◆ TEKS YANG DIBERIKAN ◆
PENSI (PENGGERAK TOLERANSI): EDUKASI SOLUTIF KASUS FANATISME AGAMIS DAN DISTINGSI PANCASILAIS BERBASIS MEDIA SOSIAL SEBAGAI IMPLEMENTASI KONSEP WASHATIYAH

0

Seperti yang diketahui bahwa Indonesia sebagai negara memiliki penduduk muslim terbesar di dunia menjadi sorotan penting dunia dalam hal moderasi beragama. Moderasi adalah inti dari agama Islam. Islam moderat adalah paham keagamaan yang sangat relevan dalam konteks keberagaman dalam segala aspek baik agama, adat istiadat, suku, dan bangsa itu sendiri. Heterogenitas atau kemajemukan adalah sebuah keniscayaan dalam kehidupan. Ini merupakan sunatullah yang dapat dilihat. Allah menciptakan alam ini di atas heterogenitas kesatuan manusia kita melihat bagaimana Allah menciptakan berbagai suku bangsa. Dalam menghadapi masyarakat majemuk ternyata hal yang paling ampuh mengatur agar tidak terjadi adanya radikalisme adalah pendidikan Islam yang moderat. Islam moderat (washatiyah) termasuk juga berasal dari dua kata yaitu Islam dan washatiyah. Islam sendiri diketahui sebagai agama yang penuh dengan keberkahan dibawa Nabi Muhammad Saw. Islam merupakan agama mayoritas di Indonesia sampai sekarang ini. Pada dataran praktisnya atau jalan praktisnya, wujud moderat dapat diklasifikasian dalam empat wilayah yakni moderat dalam akidah, ibadah, permasalahan perangai dan budi pekerti, permasalahan tasyri’ (pembentukan syari’ah). Lantas, bagaimana cara deradikalisasi dan mencegah terorisme? Sekarang ditambah lagi dengan bagaimana cara meneguhkan Islam washatiyah dan Pancasila di tengah mewabahnya virus khilafah dan pandemi covid-19.

Untuk menjawab persoalan yang menyangkut hal kemajemukan, baru-baru ini kasus yang krusial untuk diperbincangkan ialah distingsi pancasilais yang merupakan anggapan bahwa Pancasila harus berkembang tidak (boleh) lagi hanya menjadi sekedar ideologi politik negara. Paradigma ini muncul atas dasar rasa spiritualitas Pancasila dari basis Keilahian masing-masing pemeluk agama. Kedua, utopisme intoleransi melahirkan radikalisasi yang selanjutnya menimbulkan reaksi. (Alamsyah, 2018, 134). Ketiga, hadirnya gerakan egosentris individu-kelompok yang berimplikasi pada sikap fanatisme buta dan memicu kebencian sesama.

◆ DATA HASIL EKSTRAKSI ◆

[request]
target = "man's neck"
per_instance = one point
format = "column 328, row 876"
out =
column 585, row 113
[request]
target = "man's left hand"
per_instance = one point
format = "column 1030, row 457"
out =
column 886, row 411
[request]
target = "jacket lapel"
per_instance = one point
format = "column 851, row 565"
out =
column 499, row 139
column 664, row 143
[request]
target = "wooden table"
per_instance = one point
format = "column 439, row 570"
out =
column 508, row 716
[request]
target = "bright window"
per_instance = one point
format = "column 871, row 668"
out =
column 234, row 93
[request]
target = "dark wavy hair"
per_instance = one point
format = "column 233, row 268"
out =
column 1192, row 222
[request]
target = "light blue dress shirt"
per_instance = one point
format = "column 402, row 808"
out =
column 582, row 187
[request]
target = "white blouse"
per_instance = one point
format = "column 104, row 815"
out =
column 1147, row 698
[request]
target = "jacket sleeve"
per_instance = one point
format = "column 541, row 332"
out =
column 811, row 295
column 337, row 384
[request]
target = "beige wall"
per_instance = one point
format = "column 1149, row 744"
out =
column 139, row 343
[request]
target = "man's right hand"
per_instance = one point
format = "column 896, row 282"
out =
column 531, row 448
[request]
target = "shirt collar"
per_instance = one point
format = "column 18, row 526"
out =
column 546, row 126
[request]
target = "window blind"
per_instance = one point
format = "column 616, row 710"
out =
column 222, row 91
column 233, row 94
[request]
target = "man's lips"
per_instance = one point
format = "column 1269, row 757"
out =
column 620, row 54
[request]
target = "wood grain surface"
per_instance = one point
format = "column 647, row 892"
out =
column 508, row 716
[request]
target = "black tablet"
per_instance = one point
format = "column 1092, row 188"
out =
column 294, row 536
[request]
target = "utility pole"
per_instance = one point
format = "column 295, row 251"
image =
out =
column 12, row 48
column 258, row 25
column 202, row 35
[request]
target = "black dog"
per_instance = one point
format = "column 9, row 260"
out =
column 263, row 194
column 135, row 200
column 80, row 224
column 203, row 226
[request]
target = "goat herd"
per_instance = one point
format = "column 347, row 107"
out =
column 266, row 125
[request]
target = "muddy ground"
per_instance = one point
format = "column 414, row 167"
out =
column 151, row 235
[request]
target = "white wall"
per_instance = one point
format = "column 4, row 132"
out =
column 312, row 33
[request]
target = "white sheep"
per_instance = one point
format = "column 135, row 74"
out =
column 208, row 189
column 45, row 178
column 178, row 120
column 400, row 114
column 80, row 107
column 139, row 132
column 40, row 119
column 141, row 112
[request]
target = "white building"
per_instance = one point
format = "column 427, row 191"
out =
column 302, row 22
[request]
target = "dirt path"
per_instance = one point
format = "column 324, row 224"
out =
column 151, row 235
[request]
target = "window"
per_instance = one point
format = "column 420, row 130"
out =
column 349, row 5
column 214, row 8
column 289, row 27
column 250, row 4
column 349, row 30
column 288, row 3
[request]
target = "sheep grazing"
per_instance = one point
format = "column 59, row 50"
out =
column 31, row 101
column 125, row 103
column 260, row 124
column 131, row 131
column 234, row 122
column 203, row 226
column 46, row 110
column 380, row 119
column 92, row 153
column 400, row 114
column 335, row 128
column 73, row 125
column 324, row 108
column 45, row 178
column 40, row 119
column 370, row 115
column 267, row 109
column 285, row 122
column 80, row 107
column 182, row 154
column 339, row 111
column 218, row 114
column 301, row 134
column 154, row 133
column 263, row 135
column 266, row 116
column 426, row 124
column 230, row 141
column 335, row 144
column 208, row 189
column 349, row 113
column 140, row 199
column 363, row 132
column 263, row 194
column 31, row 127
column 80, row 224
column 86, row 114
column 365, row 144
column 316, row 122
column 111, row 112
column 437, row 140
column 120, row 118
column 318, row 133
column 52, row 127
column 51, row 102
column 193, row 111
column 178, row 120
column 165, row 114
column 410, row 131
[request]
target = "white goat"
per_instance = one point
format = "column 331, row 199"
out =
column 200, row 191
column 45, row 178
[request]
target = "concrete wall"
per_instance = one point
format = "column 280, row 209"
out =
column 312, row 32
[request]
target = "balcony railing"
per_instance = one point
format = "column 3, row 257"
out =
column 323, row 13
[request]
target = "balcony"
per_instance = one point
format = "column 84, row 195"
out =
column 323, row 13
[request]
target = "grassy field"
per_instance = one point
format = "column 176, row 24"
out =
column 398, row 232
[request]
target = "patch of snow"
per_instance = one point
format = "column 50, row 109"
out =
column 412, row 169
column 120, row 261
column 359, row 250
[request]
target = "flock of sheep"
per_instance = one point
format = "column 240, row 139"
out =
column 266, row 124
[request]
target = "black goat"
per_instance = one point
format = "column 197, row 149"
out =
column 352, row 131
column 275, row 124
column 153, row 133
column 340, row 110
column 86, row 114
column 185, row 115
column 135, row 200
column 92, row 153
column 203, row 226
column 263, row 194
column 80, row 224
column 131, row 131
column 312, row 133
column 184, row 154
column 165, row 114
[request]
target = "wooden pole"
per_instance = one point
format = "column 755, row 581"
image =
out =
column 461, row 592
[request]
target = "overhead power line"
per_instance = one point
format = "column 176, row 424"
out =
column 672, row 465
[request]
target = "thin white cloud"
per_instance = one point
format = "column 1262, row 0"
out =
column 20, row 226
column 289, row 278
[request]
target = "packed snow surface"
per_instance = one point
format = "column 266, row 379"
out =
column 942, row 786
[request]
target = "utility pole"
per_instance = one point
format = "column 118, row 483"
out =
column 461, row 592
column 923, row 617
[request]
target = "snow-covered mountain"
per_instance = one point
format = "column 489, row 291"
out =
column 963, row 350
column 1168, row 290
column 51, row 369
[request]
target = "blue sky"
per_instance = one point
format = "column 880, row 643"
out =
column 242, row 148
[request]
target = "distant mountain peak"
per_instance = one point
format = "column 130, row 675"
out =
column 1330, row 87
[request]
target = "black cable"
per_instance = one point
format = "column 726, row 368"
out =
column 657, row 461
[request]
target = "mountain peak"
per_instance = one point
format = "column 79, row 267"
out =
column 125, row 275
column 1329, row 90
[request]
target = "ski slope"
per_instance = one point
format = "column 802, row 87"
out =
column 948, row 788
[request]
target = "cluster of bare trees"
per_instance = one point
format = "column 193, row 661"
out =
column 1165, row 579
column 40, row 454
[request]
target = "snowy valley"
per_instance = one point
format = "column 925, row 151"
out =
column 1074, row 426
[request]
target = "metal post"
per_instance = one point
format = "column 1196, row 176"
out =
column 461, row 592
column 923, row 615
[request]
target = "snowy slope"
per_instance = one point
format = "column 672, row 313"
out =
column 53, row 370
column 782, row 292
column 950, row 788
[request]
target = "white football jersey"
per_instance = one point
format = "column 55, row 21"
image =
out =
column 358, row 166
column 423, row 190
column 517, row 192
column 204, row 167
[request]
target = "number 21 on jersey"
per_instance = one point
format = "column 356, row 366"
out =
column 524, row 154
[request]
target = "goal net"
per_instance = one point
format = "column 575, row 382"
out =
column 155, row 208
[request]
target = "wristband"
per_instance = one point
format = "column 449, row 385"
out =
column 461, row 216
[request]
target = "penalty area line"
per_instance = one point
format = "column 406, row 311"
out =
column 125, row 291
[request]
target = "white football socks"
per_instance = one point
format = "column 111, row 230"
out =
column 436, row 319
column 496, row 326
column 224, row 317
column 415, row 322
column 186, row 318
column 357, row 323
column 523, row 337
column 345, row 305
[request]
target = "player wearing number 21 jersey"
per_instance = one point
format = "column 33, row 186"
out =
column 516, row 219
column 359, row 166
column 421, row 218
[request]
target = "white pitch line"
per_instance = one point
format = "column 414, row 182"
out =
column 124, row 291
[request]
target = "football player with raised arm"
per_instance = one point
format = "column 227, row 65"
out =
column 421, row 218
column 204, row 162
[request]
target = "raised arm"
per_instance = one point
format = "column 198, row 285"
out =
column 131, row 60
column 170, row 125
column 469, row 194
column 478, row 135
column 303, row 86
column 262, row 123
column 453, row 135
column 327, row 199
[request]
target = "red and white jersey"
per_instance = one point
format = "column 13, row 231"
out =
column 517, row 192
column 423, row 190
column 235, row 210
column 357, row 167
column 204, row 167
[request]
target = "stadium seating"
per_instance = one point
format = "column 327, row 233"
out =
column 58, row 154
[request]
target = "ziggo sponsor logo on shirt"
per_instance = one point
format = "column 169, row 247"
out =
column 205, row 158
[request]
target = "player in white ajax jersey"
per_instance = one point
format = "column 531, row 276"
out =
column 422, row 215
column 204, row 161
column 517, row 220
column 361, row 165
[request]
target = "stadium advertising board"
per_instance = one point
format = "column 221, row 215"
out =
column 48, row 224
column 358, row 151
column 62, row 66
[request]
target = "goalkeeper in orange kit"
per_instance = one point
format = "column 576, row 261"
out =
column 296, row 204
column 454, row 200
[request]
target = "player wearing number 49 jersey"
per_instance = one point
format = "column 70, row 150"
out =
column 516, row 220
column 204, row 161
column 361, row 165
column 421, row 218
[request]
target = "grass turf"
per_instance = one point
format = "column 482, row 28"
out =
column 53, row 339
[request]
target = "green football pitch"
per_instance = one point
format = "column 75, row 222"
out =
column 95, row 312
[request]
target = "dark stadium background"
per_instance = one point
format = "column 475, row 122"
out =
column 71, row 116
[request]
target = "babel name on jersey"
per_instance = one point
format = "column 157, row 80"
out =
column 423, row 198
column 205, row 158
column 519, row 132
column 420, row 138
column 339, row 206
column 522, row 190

◆ TUGAS ANDA ◆
Berdasarkan teks tentang moderasi beragama, jelaskan atas dasar apa paradigma distingsi pancasilais muncul. Jawab dalam satu hingga tiga kalimat.

◆ BAGIAN JAWABAN ◆
Distingsi pancasilais adalah anggapan bahwa Pancasila harus berkembang dan tidak boleh lagi hanya menjadi ideologi politik negara. Paradigma ini muncul atas dasar rasa spiritualitas Pancasila yang bersumber dari basis Keilahian masing-masing pemeluk agama.